## WORK REQUIRED
Each entry is to be retyped without alteration, and no picture is to be included.

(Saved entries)
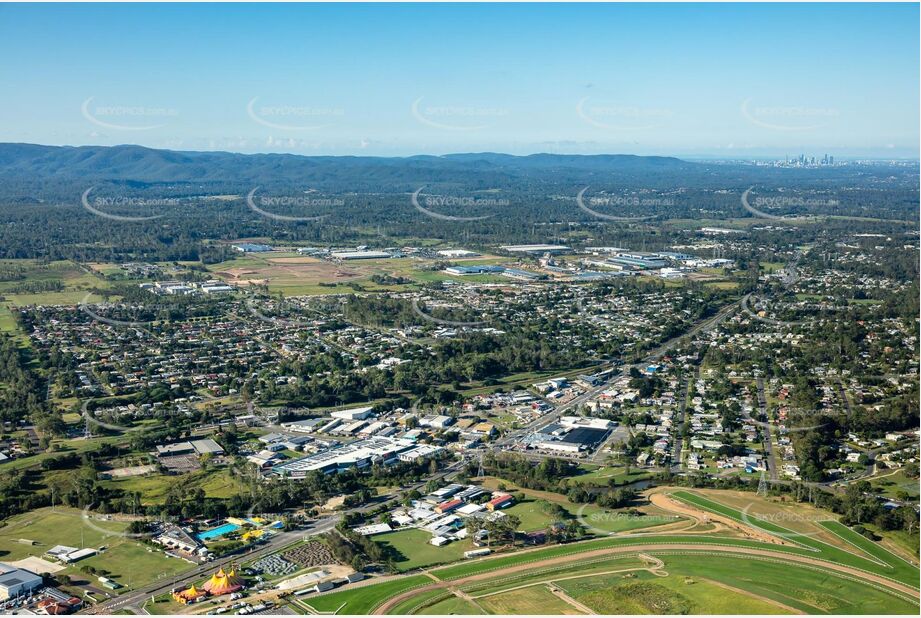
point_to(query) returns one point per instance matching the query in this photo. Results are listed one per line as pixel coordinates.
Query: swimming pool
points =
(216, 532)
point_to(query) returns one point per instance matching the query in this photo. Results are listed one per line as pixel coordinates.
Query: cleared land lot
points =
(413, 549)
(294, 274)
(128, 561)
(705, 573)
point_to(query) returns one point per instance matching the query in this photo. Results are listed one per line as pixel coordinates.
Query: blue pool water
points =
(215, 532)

## TASK RESPONSE
point_to(query) returns one point per instance matching the query in this photo. Results are listed one per line as pixel coordinates.
Query: swimming pool
points =
(216, 532)
point_to(query) returns one point per instance matching the query in this photo. Results are listed one per line as pixel coordinates.
Query: cleared land lot
points =
(413, 549)
(294, 274)
(128, 561)
(705, 573)
point_to(query) returns one point per instance matching the query in this photo. Results are listed one per line as pixel coordinates.
Query: blue pool water
points =
(215, 532)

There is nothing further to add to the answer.